Instruction:
Print the data below line for line, with no changes.

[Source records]
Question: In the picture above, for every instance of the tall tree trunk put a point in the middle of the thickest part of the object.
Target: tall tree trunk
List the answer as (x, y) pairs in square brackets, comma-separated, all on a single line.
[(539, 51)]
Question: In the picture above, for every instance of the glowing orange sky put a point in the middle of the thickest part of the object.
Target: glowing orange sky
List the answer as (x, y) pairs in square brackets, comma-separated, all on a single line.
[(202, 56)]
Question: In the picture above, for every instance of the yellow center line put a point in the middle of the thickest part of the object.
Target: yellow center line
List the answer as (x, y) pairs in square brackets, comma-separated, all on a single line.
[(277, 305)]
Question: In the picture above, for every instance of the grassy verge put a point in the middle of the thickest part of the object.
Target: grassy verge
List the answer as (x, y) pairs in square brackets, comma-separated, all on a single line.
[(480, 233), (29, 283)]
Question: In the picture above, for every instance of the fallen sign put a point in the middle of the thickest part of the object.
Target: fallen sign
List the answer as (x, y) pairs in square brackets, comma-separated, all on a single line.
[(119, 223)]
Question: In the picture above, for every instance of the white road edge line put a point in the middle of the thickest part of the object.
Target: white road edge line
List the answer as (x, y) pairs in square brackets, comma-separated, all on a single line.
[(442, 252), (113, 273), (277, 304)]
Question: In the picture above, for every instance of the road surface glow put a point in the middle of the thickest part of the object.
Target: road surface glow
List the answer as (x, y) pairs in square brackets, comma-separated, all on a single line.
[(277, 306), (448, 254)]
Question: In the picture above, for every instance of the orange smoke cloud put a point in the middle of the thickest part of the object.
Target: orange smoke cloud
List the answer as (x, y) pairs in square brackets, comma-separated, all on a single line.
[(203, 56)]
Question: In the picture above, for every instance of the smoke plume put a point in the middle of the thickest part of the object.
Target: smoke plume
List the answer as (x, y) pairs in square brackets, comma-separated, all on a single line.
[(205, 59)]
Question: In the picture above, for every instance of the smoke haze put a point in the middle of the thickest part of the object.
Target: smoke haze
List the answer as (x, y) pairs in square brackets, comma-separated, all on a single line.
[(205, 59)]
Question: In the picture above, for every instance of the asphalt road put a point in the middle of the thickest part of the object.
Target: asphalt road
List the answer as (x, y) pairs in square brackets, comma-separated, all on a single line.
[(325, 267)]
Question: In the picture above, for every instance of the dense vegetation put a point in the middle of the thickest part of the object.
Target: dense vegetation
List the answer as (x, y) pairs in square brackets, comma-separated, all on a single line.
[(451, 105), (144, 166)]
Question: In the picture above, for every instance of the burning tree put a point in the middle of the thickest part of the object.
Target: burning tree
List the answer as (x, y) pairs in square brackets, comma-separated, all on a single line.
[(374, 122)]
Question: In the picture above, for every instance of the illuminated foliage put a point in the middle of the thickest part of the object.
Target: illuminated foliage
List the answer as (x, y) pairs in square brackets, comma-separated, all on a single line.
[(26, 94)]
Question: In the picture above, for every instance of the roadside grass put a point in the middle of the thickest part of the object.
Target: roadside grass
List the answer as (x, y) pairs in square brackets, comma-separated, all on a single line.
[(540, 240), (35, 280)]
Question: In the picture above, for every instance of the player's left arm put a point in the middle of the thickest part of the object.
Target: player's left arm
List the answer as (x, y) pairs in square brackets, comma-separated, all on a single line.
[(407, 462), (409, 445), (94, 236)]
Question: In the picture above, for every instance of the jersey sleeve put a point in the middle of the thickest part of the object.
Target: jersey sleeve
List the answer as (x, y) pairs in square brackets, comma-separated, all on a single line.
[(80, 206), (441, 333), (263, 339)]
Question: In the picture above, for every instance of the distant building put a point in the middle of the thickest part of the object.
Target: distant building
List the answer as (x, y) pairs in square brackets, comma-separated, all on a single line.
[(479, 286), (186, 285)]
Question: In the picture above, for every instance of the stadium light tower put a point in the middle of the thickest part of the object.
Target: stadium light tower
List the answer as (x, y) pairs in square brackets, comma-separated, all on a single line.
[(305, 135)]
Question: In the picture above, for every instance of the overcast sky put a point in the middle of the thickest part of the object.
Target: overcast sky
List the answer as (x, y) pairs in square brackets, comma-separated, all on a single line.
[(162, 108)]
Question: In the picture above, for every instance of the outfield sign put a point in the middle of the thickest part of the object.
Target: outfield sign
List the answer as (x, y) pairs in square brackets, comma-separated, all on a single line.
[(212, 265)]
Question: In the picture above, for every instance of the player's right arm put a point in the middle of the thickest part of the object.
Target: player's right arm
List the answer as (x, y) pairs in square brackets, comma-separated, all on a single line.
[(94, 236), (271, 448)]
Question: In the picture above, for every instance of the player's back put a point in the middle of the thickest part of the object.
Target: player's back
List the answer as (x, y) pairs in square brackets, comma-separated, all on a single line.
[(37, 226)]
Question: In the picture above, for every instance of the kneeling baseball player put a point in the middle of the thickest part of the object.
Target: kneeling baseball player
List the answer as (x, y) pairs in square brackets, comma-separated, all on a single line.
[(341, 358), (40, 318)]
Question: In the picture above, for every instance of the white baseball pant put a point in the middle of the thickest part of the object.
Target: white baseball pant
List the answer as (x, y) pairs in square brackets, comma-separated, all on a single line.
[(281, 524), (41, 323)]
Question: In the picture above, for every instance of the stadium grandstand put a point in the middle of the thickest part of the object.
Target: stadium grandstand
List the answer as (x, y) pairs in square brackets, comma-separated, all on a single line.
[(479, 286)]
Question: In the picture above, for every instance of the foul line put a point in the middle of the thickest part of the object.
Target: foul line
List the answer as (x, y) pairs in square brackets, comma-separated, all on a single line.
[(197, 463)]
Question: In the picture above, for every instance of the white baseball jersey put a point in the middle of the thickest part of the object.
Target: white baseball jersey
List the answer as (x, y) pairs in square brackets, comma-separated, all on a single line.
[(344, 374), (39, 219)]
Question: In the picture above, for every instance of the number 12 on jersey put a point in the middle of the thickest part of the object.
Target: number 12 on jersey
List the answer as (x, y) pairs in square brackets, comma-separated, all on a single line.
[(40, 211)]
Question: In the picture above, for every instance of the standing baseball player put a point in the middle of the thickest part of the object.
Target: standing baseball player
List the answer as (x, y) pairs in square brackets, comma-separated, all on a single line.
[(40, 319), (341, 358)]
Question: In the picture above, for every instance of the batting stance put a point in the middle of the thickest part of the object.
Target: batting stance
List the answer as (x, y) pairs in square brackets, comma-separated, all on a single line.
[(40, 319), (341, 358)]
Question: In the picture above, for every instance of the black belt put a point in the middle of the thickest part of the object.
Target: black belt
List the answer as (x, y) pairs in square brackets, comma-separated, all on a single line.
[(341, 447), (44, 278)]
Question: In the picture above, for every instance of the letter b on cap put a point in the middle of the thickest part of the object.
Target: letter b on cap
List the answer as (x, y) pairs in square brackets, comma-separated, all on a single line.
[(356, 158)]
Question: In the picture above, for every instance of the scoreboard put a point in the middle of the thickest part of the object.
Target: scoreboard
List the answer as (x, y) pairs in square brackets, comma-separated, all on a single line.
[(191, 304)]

Answer to this problem:
Question: In the picture above, for every instance of the tall tree trunk put a point in the middle of the thickest part of the object.
Target: tall tree trunk
List the answer as (x, y) pairs in square brackets, comma-separated, all on a single line.
[(539, 51)]
Question: In the picture above, for every instance of the glowing orange sky put a point in the middle of the thickest part of the object.
Target: glowing orange sky
List the answer as (x, y) pairs in square brackets, comma-separated, all on a single line.
[(202, 56)]
Question: In the picture above, for every instance of the yellow center line put a point in the middle of the thickest part of the object.
Target: yellow center line
List the answer as (x, y) pairs in square brackets, comma-separated, all on a single line.
[(277, 305)]
Question: In the picture above, for every instance of the grassy verge put a point in the middle of the thickest part of the object.
Target: grassy verge
List the answer as (x, y) pairs in square brackets, comma-separated, all on a single line.
[(480, 233), (29, 283)]
Question: In the picture above, for every instance of the fallen sign put a point in the middle of the thickest part of the object.
Target: fallen sign
List the answer as (x, y) pairs in square brackets, comma-separated, all on a single line.
[(119, 223)]
Question: In the picture above, for every instance of the white road edge line put a point in the middle of the thickest part of the object.
Target: white road edge line
List the answer as (x, y) pairs in square brackets, comma-separated, all on a single line.
[(442, 252), (113, 273), (277, 304)]
Question: In the picture above, for every instance of the road surface glow put a point in the middle of the thickest part of the object.
Target: road surface glow
List the answer as (x, y) pairs in square brackets, comma-separated, all on a single line.
[(277, 306), (448, 254)]
Question: In the picture above, for every instance of the orange smoke cloud put a point in the middle of the thickest part of the object.
Target: orange smoke cloud
List the answer as (x, y) pairs in square brackets, comma-separated, all on a single line.
[(203, 56)]
Question: In the picture above, for every instance of the smoke plume put a point in the middle of the thickest part of the object.
Target: smoke plume
List the answer as (x, y) pairs in square brackets, comma-separated, all on a single line.
[(205, 59)]
Question: In the picture above, for every instance of the smoke haze put a point in the middle of the thickest part of the object.
Target: smoke haze
List the answer as (x, y) pairs in square brackets, comma-separated, all on a single line.
[(205, 59)]
Question: In the picture above, for every instance of the asphalt road put a point in the middle of the thickest part of the object.
Target: asphalt road
List the answer as (x, y) pairs in square brackets, comma-separated, all on a single line.
[(325, 267)]
Question: In the picture above, for every instance of the dense vegetation put a point in the middle of the thickest part of the object.
Target: dense vegetation
List the answer as (x, y) pairs in square brackets, comma-separated, all on a single line.
[(451, 105), (144, 166)]
Question: In the picture above, for every instance of the burning tree put a point in the middle of the thickest part of the object.
Target: burning tree
List the answer as (x, y) pairs in square brackets, comma-separated, all on a single line.
[(374, 122)]
Question: In the picture above, for every instance of the illuminated foliage put a point in the middle of the thickest part of the object.
Target: illuminated foliage
List the answer as (x, y) pairs in square brackets, comma-separated, all on a single line.
[(26, 94)]
Question: In the picture above, for every instance of the roadside grass put a point in the middle of the thickest part of the object.
Target: roadside grass
List the answer as (x, y) pairs in square brackets, comma-separated, all on a single line.
[(540, 240), (35, 280)]
Question: In the picture above, for every instance of the player's left arm put a point in the middle of the thickest part of the object.
Target: player's left arm
List the answer as (x, y) pairs in square brackets, comma-separated, all on a single line.
[(407, 462), (409, 445), (94, 236)]
Question: In the picture above, for every instance of the jersey sleeve put a point in the middle of the thickest part of the object.
Target: jersey sleeve
List the answer as (x, y) pairs in square brackets, comma-separated, all on a single line.
[(80, 206), (441, 333), (263, 339)]
Question: In the picture above, for every instance of the distant building put a point in the middle of the thickest part of the object.
Target: distant building
List the answer as (x, y) pairs in square brackets, comma-separated, all on a single line.
[(479, 286), (186, 285)]
Question: In the picture above, for every instance of the stadium light tower put a point in the middle of the thickest part of the object.
Target: stadium light tower
List the answer as (x, y) pairs in square brackets, comma-separated, all on a single line.
[(305, 135)]
Question: In the picture above, for every instance of the overcast sky put a point in the middle of the thickest part of the object.
Target: overcast sky
List the answer as (x, y) pairs in square brackets, comma-separated, all on a single line.
[(162, 108)]
Question: In the picture above, for every instance of the outfield sign put a point in the middle of the thickest part of the object.
Target: outfield sign
List the answer as (x, y) pairs in square brackets, comma-separated, all on a single line.
[(212, 265)]
Question: In the picture above, for every instance of the player's right arm put a point in the middle of the thickest part of the object.
Target: player's right arm
List the answer as (x, y) pairs in square brackets, comma-separated, all on a single line.
[(94, 236), (271, 448)]
Question: In the picture above, for every instance of the player's back put a point in the middle of the thickest part of the object.
Target: player's back
List the answer as (x, y) pairs in square brackets, comma-separated, all on a single line.
[(37, 226)]
Question: In the picture above, for every instance of the kneeling baseball player put a point in the middle of the thickest part of the object.
Target: kneeling baseball player
List the answer as (x, y) pairs in square brackets, comma-separated, all on a single line.
[(341, 358), (40, 318)]
Question: In the picture above, for every instance of the white baseball pant put a point in the middle of the thickest part of the object.
Target: white baseball pant
List the answer as (x, y) pairs in square brackets, comma-separated, all on a single line.
[(281, 524), (41, 323)]
Question: In the picture above, for every instance of the stadium grandstand put a point in the middle of the thickest part of the object.
Target: stadium grandstand
List the answer as (x, y) pairs in square brackets, comma-separated, all on a single line.
[(479, 286)]
Question: In the picture above, for every instance of the foul line put a point in the middle of the thickest part of the object.
Target: foul line
List the answer as (x, y) pairs in square brackets, comma-separated, all on a single line.
[(197, 463)]
Question: In the picture above, for every instance of the white baseball jersey put a point in the middle of the thickest part of the object.
Target: white baseball jersey
List the answer as (x, y) pairs in square brackets, comma-separated, all on a single line.
[(344, 374), (39, 219)]
Question: In the picture above, for every instance of the number 12 on jersey put a point in the middle of the thickest part of the object.
Target: number 12 on jersey
List the answer as (x, y) pairs in square brackets, comma-separated, all on a single line.
[(40, 211)]
Question: In the picture above, for every instance of the standing baseball player put a point in the middle of the thickest part of the object.
Target: standing baseball player
List the answer as (x, y) pairs in square brackets, comma-separated, all on a single line.
[(40, 319), (341, 358)]
Question: In the picture above, for every instance of the batting stance put a point in the middle of the thickest part of the object.
Target: batting stance
List the answer as (x, y) pairs in square brackets, comma-separated, all on a single line.
[(40, 319), (341, 358)]
Question: In the picture above, for every instance of the black belt put a point in the middle of the thickest part of the object.
Target: black belt
List the answer as (x, y) pairs in square brackets, comma-separated, all on a single line.
[(341, 447), (44, 278)]
Question: In the picture above, for every instance of the letter b on cap put a point in the middle of the thickest part of the object.
Target: letter b on cap
List the answer as (x, y) pairs in square brackets, comma-separated, all on a single line.
[(356, 158)]
Question: In the picture above, for every instance of the scoreboard put a point in the middle of the thickest part of the object.
Target: scoreboard
List the answer as (x, y) pairs in square brackets, comma-separated, all on a single line.
[(191, 304)]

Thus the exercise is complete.